- **Source extract**:
_ _ _ _

Along the Air Line... 2011 - Spring, Part 12
The Air Line Trail in Eastern Connecticut - Stan Malcolm Photos

mHome Page
Stan Malcolm Photo



June 4th.  Blue-eyed Grass (Sisyrinchium sp., probably S. mucronatum).






My, what delicate little flowers...






Too bad they belong to Poison Ivy (Toxocodendron radicans).



Probably Peck's Skipper (Polites peckius)...



...tucked under a Larger Blue Flag Iris (Iris versicolor).



Yarrow (Achillea millifolium).






Lesser Stitchwort (Stellaria graminae), a Chickweed.









Hop clover (Trifolium agrarium).



June 5th.  Highbush Blueberries (Vaccinium corymbosum) are swelling.



A female Wood Duck (Aix sponsa) shepherds seven ducklings.






Grass Moth (Family Crambidae) or Snout Moth (Family Pyralidae)?



A Plume Moth (Family Pterophoridae, probably Hellinsia sp.).



A male Black-winged Damselfly (Calopteryx maculatum).






A Bee Hunter fly (Family Asilidae; possibly genus Laphria).  Pretty good bumblebee mimic.



A Flower Fly (Family Syrphidae) on Hawkweed (Hieracium sp.).  Flower Flies also mimic bees and wasps.



June 6th.  Great Blue Heron (Ardea herodius).



Green Frog (Rana clamitans).



Red-spotted Purple (Limenitis arthemis astyanax).



A very ragged Red Admiral (Vanessa atalanta).  This species does not overwinter in Connecticut.  Rather, migrants like this one come to us in the spring and lay eggs.  In the fall, progeny migrate south to warmer climates.

_ _ _ _

- **Supplied data**:
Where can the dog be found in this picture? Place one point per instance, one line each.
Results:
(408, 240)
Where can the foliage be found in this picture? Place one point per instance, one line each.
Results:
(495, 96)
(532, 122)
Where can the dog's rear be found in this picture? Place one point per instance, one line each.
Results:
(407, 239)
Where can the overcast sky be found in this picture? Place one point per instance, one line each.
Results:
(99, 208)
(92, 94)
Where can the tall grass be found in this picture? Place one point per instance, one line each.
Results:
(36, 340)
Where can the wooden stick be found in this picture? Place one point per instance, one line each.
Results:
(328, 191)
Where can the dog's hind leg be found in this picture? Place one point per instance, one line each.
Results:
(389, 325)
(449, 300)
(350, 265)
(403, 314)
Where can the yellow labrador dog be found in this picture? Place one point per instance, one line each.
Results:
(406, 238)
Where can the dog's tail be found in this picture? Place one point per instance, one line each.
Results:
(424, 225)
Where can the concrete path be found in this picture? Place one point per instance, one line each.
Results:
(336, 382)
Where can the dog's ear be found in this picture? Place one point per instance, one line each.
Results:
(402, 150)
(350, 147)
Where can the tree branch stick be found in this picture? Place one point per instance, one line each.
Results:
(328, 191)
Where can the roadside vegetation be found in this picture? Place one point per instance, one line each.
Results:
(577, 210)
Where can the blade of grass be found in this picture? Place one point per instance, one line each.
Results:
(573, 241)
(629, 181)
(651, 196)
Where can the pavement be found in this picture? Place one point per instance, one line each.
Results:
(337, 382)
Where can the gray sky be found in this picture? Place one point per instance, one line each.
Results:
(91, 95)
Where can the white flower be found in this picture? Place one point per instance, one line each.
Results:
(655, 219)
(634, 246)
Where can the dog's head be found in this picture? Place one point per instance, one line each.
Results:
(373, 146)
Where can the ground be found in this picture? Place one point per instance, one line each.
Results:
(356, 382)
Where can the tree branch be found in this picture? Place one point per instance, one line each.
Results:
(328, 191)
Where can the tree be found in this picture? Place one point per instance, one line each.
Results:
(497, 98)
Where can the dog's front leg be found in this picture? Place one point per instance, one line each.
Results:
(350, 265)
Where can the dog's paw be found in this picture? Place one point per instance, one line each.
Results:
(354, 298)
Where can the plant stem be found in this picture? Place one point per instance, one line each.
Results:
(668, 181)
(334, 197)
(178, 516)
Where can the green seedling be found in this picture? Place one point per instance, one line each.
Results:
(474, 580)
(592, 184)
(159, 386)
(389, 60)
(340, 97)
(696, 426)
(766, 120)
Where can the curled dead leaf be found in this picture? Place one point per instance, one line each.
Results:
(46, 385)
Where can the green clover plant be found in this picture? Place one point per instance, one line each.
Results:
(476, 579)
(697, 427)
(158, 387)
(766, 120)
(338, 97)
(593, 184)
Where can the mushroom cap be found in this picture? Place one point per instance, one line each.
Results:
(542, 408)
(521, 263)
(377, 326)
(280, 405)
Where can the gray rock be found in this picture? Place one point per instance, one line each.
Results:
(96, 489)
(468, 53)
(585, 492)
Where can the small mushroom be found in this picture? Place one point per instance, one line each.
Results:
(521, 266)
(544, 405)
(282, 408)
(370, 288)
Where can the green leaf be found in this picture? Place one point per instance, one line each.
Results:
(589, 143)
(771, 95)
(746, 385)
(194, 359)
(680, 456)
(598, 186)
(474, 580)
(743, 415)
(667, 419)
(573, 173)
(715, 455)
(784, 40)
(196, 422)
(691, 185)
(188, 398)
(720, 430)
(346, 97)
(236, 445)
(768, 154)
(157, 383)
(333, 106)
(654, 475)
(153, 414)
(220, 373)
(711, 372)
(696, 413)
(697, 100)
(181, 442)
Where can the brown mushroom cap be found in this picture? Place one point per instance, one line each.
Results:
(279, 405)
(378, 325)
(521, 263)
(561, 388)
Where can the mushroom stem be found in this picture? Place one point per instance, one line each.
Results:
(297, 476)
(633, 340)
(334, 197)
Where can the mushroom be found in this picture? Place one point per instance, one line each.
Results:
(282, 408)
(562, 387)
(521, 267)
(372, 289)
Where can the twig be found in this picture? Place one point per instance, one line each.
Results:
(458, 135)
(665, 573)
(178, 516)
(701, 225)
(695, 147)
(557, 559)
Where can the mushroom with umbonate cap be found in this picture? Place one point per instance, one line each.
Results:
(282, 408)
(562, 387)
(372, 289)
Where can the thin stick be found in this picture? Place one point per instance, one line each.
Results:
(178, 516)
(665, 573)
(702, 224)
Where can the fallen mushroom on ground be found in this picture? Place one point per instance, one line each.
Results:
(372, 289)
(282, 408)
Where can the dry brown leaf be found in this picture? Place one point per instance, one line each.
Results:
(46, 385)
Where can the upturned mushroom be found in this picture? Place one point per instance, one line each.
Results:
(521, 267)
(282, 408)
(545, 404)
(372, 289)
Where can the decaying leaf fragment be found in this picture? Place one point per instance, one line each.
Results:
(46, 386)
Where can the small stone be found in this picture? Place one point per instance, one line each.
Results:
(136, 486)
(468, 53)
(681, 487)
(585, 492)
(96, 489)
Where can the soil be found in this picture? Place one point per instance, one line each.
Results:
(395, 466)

_ _ _ _

- **What is being asked**:
Write the next few captions of the Air Line Trail photo log, picking up after the entry on the Red Admiral.

- **Answer for this exercise**:
Not much left of this tired migrant's wings.



A Damselfly.  Best guess, a female Lestes sp. based on the short wings relative to the body length, though the wings are not held somewhat apart as is typical.



June 8th.  Pasture or Carolina Rose (Rosa carolina).






Eastern Cottontail (Sylvilagus floridanus).



June 9th.  Dark clouds passing by to start a hot and humid day with storms expected later.



Another Pasture or Carolina Rose (Rosa carolina), this time with a Damselfly perched on it.



An Appalachian Brown (Satyrodes appalachia).



The same butterfly in essentially the same spot, twenty minutes later.  (Territorial.)



A Whitelip, Connecticut's largest land snail (Gastropoda; Neohelix albolabris).



A Meadow Vole (Microtus pennsylvanicus) sitting huddled on the trail, perhaps displaced from its nest by last nights heavy rains?